#### Dataset excerpts:
☆ ☆ ☆ ☆ ☆

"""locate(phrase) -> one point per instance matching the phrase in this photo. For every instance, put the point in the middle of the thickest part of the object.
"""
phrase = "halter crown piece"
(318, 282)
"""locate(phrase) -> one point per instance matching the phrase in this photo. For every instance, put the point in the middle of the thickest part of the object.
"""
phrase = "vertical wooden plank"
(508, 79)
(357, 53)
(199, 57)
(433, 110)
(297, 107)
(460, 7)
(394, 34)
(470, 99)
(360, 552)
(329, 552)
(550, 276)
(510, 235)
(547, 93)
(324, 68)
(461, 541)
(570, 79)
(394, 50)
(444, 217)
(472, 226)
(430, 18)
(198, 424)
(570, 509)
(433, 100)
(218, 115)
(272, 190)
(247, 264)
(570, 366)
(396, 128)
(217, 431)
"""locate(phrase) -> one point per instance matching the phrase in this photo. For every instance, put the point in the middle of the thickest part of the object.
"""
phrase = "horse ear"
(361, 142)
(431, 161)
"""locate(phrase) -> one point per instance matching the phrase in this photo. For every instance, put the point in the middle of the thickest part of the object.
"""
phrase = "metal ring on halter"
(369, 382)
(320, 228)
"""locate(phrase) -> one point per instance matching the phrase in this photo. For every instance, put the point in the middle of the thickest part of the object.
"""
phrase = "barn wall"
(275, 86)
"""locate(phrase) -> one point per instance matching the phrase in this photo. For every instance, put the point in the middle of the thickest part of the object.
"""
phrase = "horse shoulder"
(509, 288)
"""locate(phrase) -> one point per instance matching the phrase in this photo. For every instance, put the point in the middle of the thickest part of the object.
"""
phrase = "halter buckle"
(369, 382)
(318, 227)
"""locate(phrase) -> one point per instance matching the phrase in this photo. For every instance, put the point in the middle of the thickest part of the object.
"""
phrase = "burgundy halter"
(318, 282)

☆ ☆ ☆ ☆ ☆

#### What is required:
A faithful, word-for-word transcript of the material above is the required answer.

#### Response box:
"""locate(phrase) -> one point per instance matching the phrase in this photo. For every instance, put the point in the middle of the thickest part of the object.
"""
phrase = "halter crown piece"
(318, 282)
"""locate(phrase) -> one point per instance matching the phrase in this photo. For every instance, put the point in the middle of the thickest part of the object.
"""
phrase = "vertical wooden plank"
(508, 79)
(357, 53)
(199, 57)
(433, 110)
(297, 107)
(460, 7)
(394, 34)
(470, 99)
(360, 552)
(329, 552)
(550, 276)
(510, 235)
(547, 93)
(324, 68)
(461, 541)
(570, 79)
(394, 50)
(444, 217)
(472, 226)
(430, 18)
(198, 424)
(570, 509)
(433, 100)
(218, 115)
(272, 190)
(247, 264)
(570, 366)
(396, 128)
(217, 431)
"""locate(phrase) -> one point per instance matching the phrase in this photo. For every instance, put the point in the middle of the thickest part of the object.
"""
phrase = "horse ear"
(361, 142)
(431, 161)
"""locate(phrase) -> one point per instance matching the phrase in this photo. For every instance, put the point in the middle of the thickest part of the object.
"""
phrase = "metal ring on halter"
(369, 382)
(320, 228)
"""locate(phrase) -> one point per instance matching the phrase in this photo. For every instance, put the point in the middle of the thickest part of the object.
"""
phrase = "barn wall"
(275, 86)
"""locate(phrase) -> one point per instance matching the phrase in this photo. For every instance, put the point in the middle of the thickest part of the object.
"""
phrase = "horse shoulder"
(509, 288)
"""locate(phrase) -> one point per instance matching the phrase in this photo. For every instance, put the point in the middle of the thickest part of the object.
"""
phrase = "halter buckle"
(369, 382)
(318, 227)
"""locate(phrase) -> one point per instance matching the phrase in this photo. For every instance, put the point in the middle of the thickest part of the object.
"""
phrase = "burgundy halter"
(318, 282)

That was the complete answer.